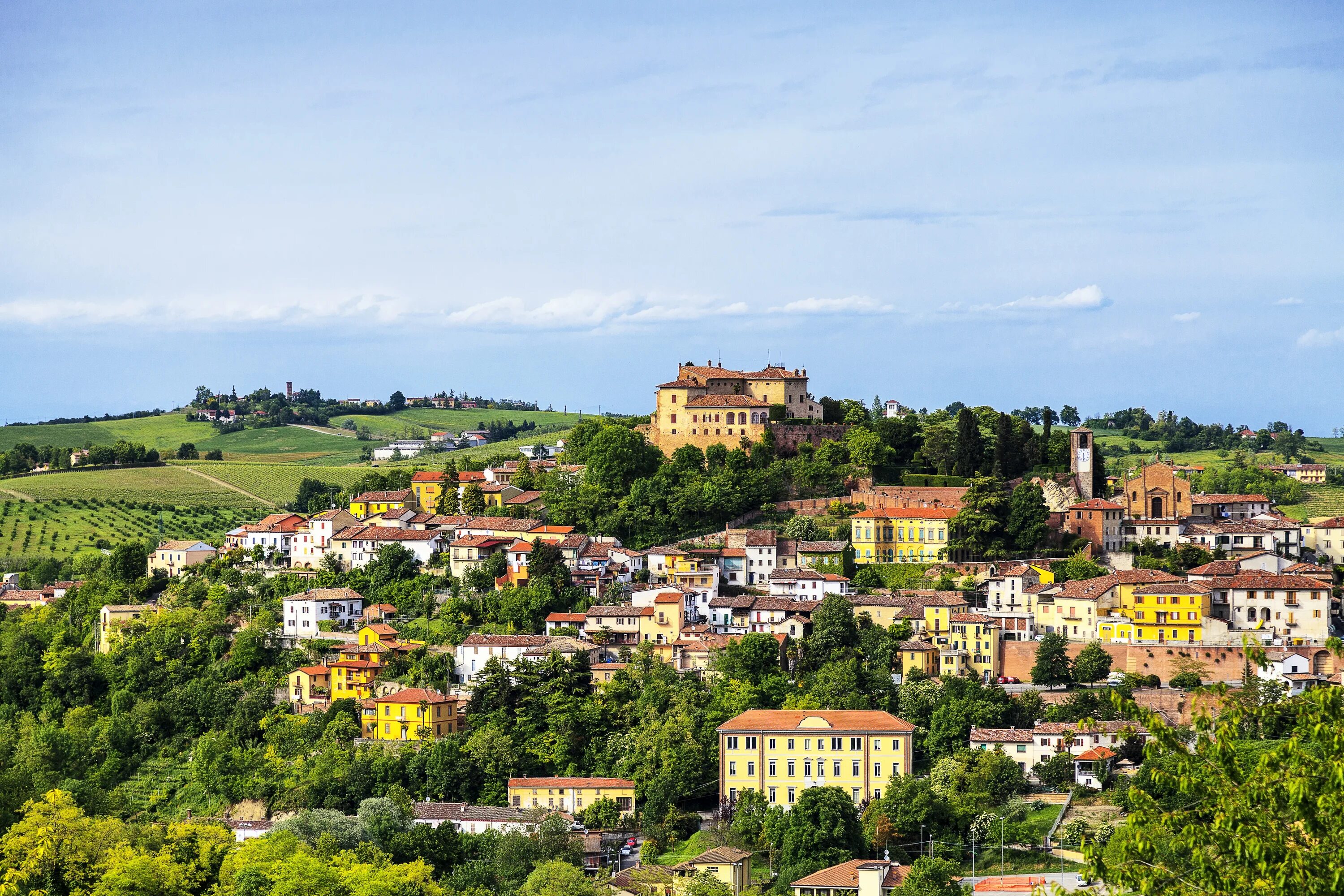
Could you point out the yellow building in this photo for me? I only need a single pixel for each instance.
(971, 646)
(780, 753)
(729, 866)
(920, 656)
(311, 684)
(710, 405)
(1166, 613)
(901, 535)
(175, 556)
(414, 714)
(426, 487)
(570, 794)
(370, 503)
-=-=-
Everything in the records except the pictures is to be repeated exactly.

**RESPONSE AREA:**
Could you point out the yellow building in this photo for me? I only need a single pixel for each instance.
(971, 646)
(780, 753)
(729, 866)
(920, 656)
(311, 684)
(710, 405)
(1166, 613)
(901, 535)
(175, 556)
(414, 714)
(426, 487)
(570, 794)
(370, 503)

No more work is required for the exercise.